§ **Exercise brief**
Reproduce all of the data below verbatim, but leave out the pictures.

**** Exercise input

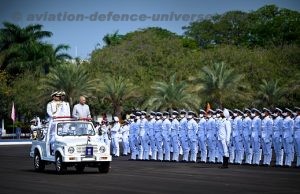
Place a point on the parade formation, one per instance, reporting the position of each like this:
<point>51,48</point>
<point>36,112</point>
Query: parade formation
<point>248,137</point>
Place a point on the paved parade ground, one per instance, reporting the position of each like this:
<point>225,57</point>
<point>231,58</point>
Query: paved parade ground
<point>17,176</point>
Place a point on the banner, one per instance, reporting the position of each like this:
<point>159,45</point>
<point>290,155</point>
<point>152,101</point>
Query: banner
<point>13,113</point>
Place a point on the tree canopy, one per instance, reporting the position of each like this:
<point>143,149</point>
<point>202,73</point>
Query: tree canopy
<point>236,59</point>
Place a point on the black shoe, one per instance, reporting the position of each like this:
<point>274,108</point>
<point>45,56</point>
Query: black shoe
<point>223,167</point>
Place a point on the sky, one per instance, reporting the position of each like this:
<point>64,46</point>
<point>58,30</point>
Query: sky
<point>82,24</point>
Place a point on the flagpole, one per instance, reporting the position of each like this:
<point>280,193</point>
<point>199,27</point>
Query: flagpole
<point>13,117</point>
<point>13,129</point>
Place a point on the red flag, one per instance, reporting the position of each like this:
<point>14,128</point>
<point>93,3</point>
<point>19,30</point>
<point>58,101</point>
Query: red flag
<point>13,113</point>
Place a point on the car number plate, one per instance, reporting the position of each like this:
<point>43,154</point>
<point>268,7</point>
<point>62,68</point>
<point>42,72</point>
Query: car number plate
<point>89,152</point>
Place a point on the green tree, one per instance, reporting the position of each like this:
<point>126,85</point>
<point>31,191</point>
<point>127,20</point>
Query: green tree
<point>73,79</point>
<point>27,96</point>
<point>171,95</point>
<point>112,39</point>
<point>218,83</point>
<point>270,93</point>
<point>116,91</point>
<point>5,94</point>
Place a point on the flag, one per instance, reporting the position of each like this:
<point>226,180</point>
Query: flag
<point>207,107</point>
<point>13,113</point>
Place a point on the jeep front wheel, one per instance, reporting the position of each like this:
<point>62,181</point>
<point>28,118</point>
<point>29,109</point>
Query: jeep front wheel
<point>104,167</point>
<point>38,163</point>
<point>79,168</point>
<point>60,167</point>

********

§ **Result of the exercise**
Place a point on the parade formation, one per instance, reporting the position of each like this:
<point>51,48</point>
<point>36,112</point>
Query: parade formation
<point>248,137</point>
Place a point on the paved parade ground, one per instance, reporting the position of each like this:
<point>225,57</point>
<point>231,58</point>
Query: paved parade ground
<point>17,176</point>
Place a point on the banner, one per instance, reporting the position of each like this:
<point>159,45</point>
<point>290,155</point>
<point>152,101</point>
Query: banner
<point>13,113</point>
Place a point on the tree canopy, one per instance, reporting the position of each like this:
<point>143,149</point>
<point>202,73</point>
Query: tree canopy
<point>236,59</point>
Place a point on the black shoe, one per instance, reporting the position of each like this:
<point>274,108</point>
<point>45,56</point>
Query: black shoe
<point>223,167</point>
Place a point on the sky, one per instance, reporting the position of each like this:
<point>64,46</point>
<point>58,30</point>
Query: sky
<point>82,24</point>
Place a point on the flagpole, one per instance, reporting the position of each like this:
<point>280,193</point>
<point>199,27</point>
Query: flagpole
<point>13,117</point>
<point>13,129</point>
Place a point on the red flag, one per instance, reporting the position of each like this:
<point>14,128</point>
<point>93,3</point>
<point>19,30</point>
<point>58,101</point>
Query: red flag
<point>13,113</point>
Place a point on the car number plate, one per instance, reporting the position of each like this:
<point>43,154</point>
<point>268,7</point>
<point>62,68</point>
<point>42,72</point>
Query: car number plate
<point>89,152</point>
Place a point on the green tree, one per instance, reporting the position of each like this:
<point>126,85</point>
<point>31,191</point>
<point>127,20</point>
Query: green tree
<point>73,79</point>
<point>27,96</point>
<point>171,95</point>
<point>112,39</point>
<point>218,83</point>
<point>270,93</point>
<point>116,91</point>
<point>5,94</point>
Place a point on the flag, one per instance, reporting the position of each like this:
<point>226,180</point>
Query: flag
<point>207,107</point>
<point>13,113</point>
Place a point on the jeep front wheel, one per instance, reporting the position of each like this:
<point>62,181</point>
<point>28,118</point>
<point>29,109</point>
Query: jeep front wheel
<point>104,167</point>
<point>38,163</point>
<point>79,168</point>
<point>60,167</point>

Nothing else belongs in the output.